READING PASSAGE ▸
It's certainly more than appropriate for an album whose glutinous one-world sentiments are signalled both by the title-track "One Wish (for Christmas)" - yes, it's for world peace, just imagine that - and by the subtitle The Holiday Album, which plays to the contemporary American vogue for "inclusivity" and not wanting to seem disdainful of other, less fortunate religions, by replacing references to Christmas with the mealy-mouthed term "the holiday season". Although Whitney, well-known for her gospel roots, is obviously Christian to her toenails, she goes out of her way here to broaden her seasonal felicitations/overseas market (delete according to cynicism) with a pan-theological attitude that finds her, in "The Christmas Song", wishing listeners not just "Merry Christmas" but "Happy Hanukkah" and even "Happy Kwanzaa" . In Whitney's world, we can all join in!

On most of the tracks, she's working here with producer Mervyn Warren, whose arrangements are ambitious without being too overbearing. "Have Yourself A Merry Little Christmas" and a medley of "Deck the Halls/Silent Night" are virtually perfect in conception and execution, the latter involving a subtle balance of piety and conviviality within a fusion-funk setting, and Whitney for once restraining her more far-fetched vocal strategies. (Warren himself, it transpires, is a gifted singer too, single-handedly overdubbing a vocal arrangement to "O Come, O Come, Emmanuel" that sounds like all of Take Six at once). Elsewhere, she's not so self-effacing: you'd be amazed at how many syllables she can cram into the word "Noel", and there's an extraordinary "dab-a-doo-be" scat insertion in "The Christmas Song" just prior to the line "Santa's on his way". There's also an interesting vocal mid-section to "Little Drummer Boy", built on the percussive possibilities of the song's "pa-rup-a-pum-pum" motif (although we'll draw a discreet veil over the inclusion of daughter Bobbi Kristina Brown on the song's first verse, which should come with a diabetic warning).

Whitney's vocal excesses reach their apex (or nadir) on "I'll Be Home for Christmas", which features a quite absurd bout of sustained elision. It's impressive, but utterly unsuited to material more deserving of humble warmth and homely sincerity than the orgasmic ecstasy the prospect seems to stir in Whitney.

DATA SEGMENT ▸
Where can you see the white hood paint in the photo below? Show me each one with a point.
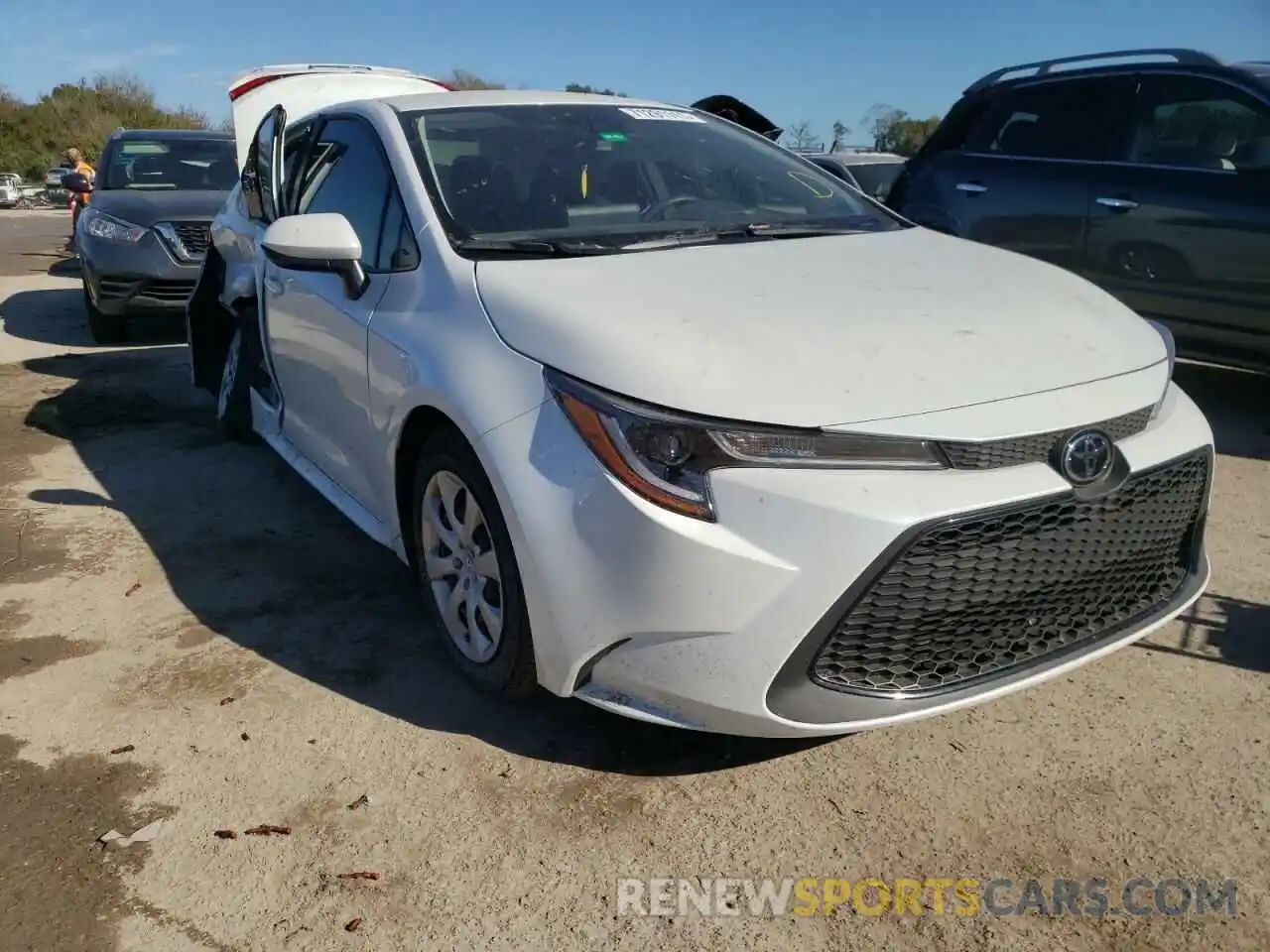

WHAT TO WORK ON ▸
Write out the part of the album review starting at "It's certainly more" and ending at "all join in!", substituting "greetings" for "felicitations". The material plays no part in this.

EXERCISE ANSWER ▸
It's certainly more than appropriate for an album whose glutinous one-world sentiments are signalled both by the title-track "One Wish (for Christmas)" - yes, it's for world peace, just imagine that - and by the subtitle The Holiday Album, which plays to the contemporary American vogue for "inclusivity" and not wanting to seem disdainful of other, less fortunate religions, by replacing references to Christmas with the mealy-mouthed term "the holiday season". Although Whitney, well-known for her gospel roots, is obviously Christian to her toenails, she goes out of her way here to broaden her seasonal greetings/overseas market (delete according to cynicism) with a pan-theological attitude that finds her, in "The Christmas Song", wishing listeners not just "Merry Christmas" but "Happy Hanukkah" and even "Happy Kwanzaa" . In Whitney's world, we can all join in!